[start of Provided passage]

# Hilton's Analysis of the Loop Current



## Lady J (Jul 14, 2013)

Gulf of Mexico Loop Current Missing in Action

Hilton's Gulf of Mexico Loop Current Analysis
In the thirteen years since we launched Hilton's Realtime-Navigator, I have never witnessed an event as I am currently seeing in the Gulf of Mexico; 
The driving force for most all the surface currents on the Gulf of Mexico, the Loop Current, is practically non-existent this year.

What implications this even may have on the upcoming fishing season is unknown. 

Below is a brief synopsis from March 28, 2013 to March 28, 2017 of how the Gulf of Mexico Loop Current and its resultant production of upwelling cyclones and downwelling warm core eddies affect Gulf-wide fishing conditions. 
Thomas J. Hilton 

2013
Here you can see the Loop Current 4 years ago today in its predictable pattern of entering the Gulf between the Yucatan Penninsula and Cuba, reaching for the Mississippi Delta then turning eastward, then south exiting the Gulf between the Florida Keys and Cuba. A by product of the Loop Current are the counter-clockwise upwelling cyclones and clockwise rotating, downwelling warm core eddies. In 2013, the Loop Current extended it reach as far north as 28 degrees/30 minutes N.

[end of Provided passage]
[start of Entries]

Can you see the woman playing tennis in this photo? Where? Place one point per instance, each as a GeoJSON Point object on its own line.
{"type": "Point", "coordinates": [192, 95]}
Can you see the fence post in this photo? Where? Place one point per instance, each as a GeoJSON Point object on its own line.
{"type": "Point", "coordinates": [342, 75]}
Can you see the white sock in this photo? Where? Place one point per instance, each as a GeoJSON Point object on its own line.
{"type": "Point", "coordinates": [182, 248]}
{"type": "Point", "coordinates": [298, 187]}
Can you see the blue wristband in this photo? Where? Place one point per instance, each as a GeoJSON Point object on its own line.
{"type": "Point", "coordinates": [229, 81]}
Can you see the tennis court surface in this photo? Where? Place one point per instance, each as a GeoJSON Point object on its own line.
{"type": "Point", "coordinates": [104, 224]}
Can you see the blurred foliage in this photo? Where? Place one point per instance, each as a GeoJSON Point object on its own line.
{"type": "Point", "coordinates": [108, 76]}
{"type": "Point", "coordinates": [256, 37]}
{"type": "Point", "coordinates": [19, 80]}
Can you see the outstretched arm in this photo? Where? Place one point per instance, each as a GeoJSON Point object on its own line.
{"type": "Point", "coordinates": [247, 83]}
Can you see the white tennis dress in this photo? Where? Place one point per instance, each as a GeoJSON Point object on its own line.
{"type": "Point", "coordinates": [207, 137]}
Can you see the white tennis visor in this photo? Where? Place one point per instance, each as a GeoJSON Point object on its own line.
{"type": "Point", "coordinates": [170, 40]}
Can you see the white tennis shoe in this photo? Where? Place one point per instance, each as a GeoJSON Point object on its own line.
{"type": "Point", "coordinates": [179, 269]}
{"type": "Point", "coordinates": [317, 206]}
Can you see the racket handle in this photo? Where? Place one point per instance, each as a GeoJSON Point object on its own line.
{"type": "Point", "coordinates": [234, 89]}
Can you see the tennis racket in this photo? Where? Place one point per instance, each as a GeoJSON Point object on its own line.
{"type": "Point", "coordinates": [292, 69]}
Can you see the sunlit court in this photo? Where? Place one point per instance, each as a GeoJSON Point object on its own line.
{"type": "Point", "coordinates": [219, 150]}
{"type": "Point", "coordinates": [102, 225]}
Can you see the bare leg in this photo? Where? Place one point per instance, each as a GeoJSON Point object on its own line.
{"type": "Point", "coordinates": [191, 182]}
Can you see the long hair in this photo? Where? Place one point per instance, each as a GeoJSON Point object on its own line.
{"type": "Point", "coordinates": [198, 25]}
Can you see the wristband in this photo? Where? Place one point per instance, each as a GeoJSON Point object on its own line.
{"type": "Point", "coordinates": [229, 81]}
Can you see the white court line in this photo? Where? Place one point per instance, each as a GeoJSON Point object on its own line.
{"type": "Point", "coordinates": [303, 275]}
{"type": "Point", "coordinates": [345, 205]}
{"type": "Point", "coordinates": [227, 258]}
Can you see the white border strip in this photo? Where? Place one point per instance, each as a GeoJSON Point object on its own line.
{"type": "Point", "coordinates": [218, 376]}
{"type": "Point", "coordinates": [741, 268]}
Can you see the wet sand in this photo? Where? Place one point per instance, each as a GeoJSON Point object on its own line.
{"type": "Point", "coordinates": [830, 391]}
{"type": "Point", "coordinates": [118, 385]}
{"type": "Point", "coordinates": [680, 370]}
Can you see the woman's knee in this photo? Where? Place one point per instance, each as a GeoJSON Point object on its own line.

[end of Entries]

_Task requirements_
(1) Which full dates, with month, day and year, appear in the Loop Current post?
(2) Answer these from the Loop Current post:
(a) How many years have passed since Hilton's Realtime-Navigator was launched?
(b) In which direction do the upwelling cyclones rotate?
(c) In 2013, how far north did the Loop Current reach?
(3) Resume the Loop Current post from its last sentence.
You won't need the data.

_Responses per task_
(1)
Jul 14, 2013
March 28, 2013
March 28, 2017

(2)
(a) Thirteen years.
(b) Counter-clockwise.
(c) 28 degrees/30 minutes N.

(3)
2014
Here you can see the Loop Current 3 years ago today where it was about 75 NM south of the 2013 position (27 degrees/15 minutes N). Not so great for the Venice, LA fishermen, but really good for the Venice, FL fishermen!

2015
Here you can see the Loop Current 2 years ago today where the Loop Current had swung waaaay westward, barreling through Green Canyon and creating one of the most intense cyclones I have ever seen out at the FPSO Turitella area. I like to see good current, but this almost too much current. In 2015, the Loop Current extended northward to 28 deg./15 min. N and westward to 90 deg./45 min. W!

2016
Here you can see the Loop Current 1 year ago today where it had retreated back to a more normal position where it remained constant for many months. So did the counter-clockwise rotating cyclone just north of the Loop Current. This cyclone fed beautiful, nutrient-rich water washing into the outer oil structures such as Independence Hub, Blind Faith, and the drillship Deepwater Proteus for months, creating superb fishing conditions for extra large tuna and marlin. The Loop Current's position relative to the fishing grounds between Venice, LA and Cape San Blas FL is one large reason (in my opinion) this area is such a world-class fishery.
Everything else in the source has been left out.